- [Input]
****
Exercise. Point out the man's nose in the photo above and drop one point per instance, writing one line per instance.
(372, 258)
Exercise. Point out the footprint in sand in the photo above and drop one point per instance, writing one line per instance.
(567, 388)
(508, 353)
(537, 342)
****
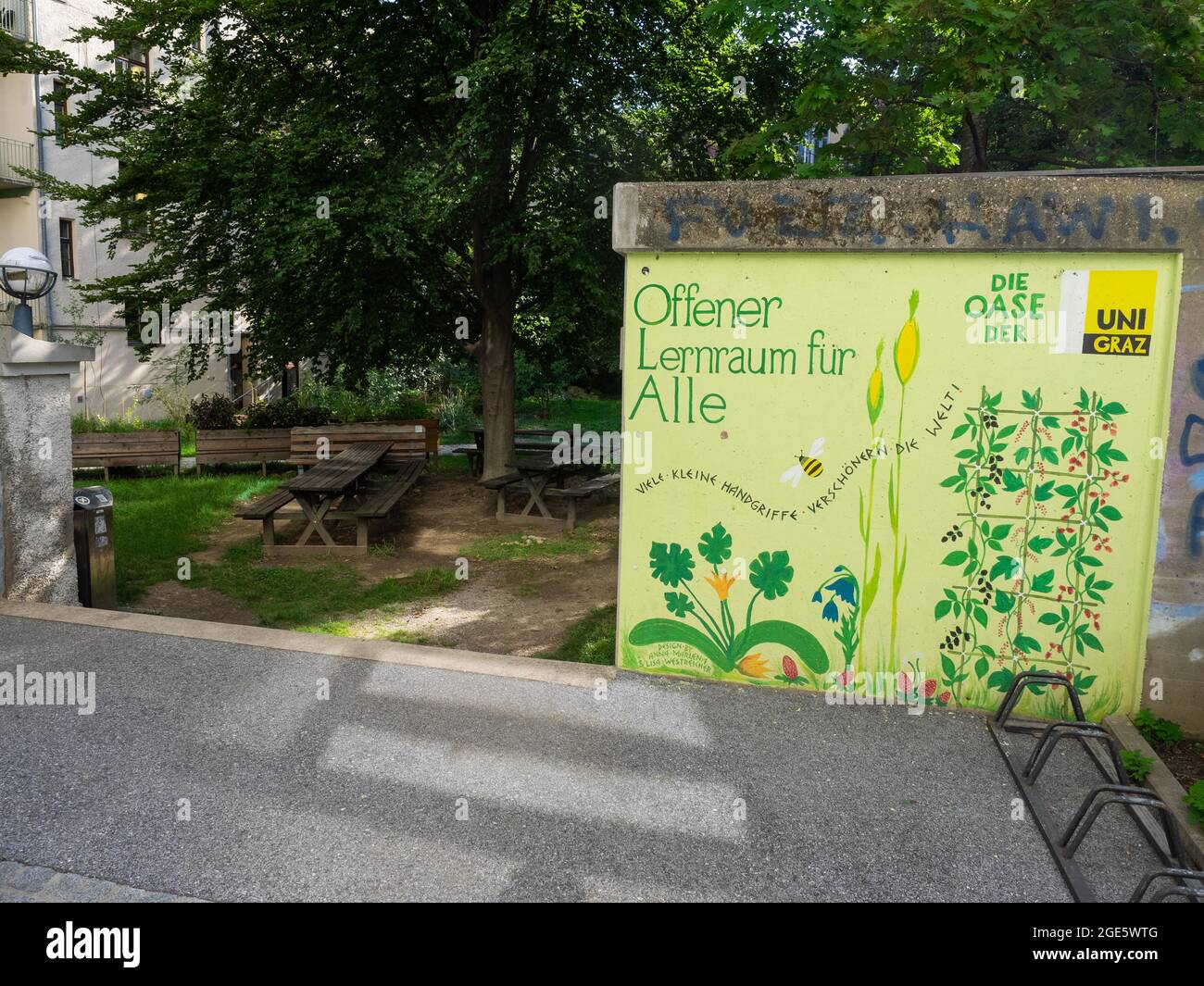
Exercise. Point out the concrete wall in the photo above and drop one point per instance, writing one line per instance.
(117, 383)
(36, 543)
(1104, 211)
****
- [Given instruction] Copy out, without any change, the lines from the one containing "Exercise. Point out the concrete" through the one containing "(1104, 211)", including both of those lines. Leave out all other lines.

- [Completed task]
Exercise. Point out the concrete wall in the photo above and drop one point per instance, writing one line per instance.
(117, 383)
(36, 543)
(1104, 211)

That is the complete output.